- **DOCUMENT**:
The following figure shows a flowchart of the Analyzer's internal data processing flow. For a detailed description of remote control access to internal data arrays see in Internal Data Arrays.

FlowOM1-S2

Data Processing Flowchart

The Analyzer's internal data processing consists of the following stages:

Measurement is a converting analog signals of receiver into digital ones (2-channel receiver receive the signal of the incident wave and the signal reflected from the device under test or passed through the DUT for RNVNA). The received analog measurement signals are converted by ADC (analog-to-digital converters) into digital IF signals and transmitted to the digital processor. The digital processor performs a discrete Fourier transform (DFT) of the IF signals. The Analyzer IF bandwidth is equivalent to the bandwidth of the DFT filter. The digital output of each receiver is represented as complex numbers). For more details see Principle of Operation.

Averaging is averaging of the measured data of the receivers for a given number of scan cycles. For more details see Averaging Setting.

Receiver Calibration is a gain correction of individual receivers for absolute measurements.

Ratio is calculating S-parameters by dividing the complex values of two receiver signals. See The Principle of Measuring S-parameters.

Acquire Cal Data is measuring calibration standards. Complex measured data of all standards are stored in memory. For more details see Calibration Methods and Procedures.

Calc Error Terms is calculation of calibration coefficients based on measurement data of calibration standards in accordance with the selected calibration method. Calculated calibration coefficients are stored in memory. After calculating the calibration coefficients, the measurement data of the calibration standards is deleted. For more details see Systematic Errors.

- **DATA SEGMENT**:
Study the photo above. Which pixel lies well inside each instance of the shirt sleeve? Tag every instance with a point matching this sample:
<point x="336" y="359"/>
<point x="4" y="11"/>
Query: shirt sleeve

- **GIVEN REQUEST**:
Write out, word for word, the part of the text on the Analyzer's data processing that begins with the words "Receiver Calibration is" and ends with "of Measuring S-parameters.".

- **FINAL ANSWER**:
Receiver Calibration is a gain correction of individual receivers for absolute measurements.

Ratio is calculating S-parameters by dividing the complex values of two receiver signals. See The Principle of Measuring S-parameters.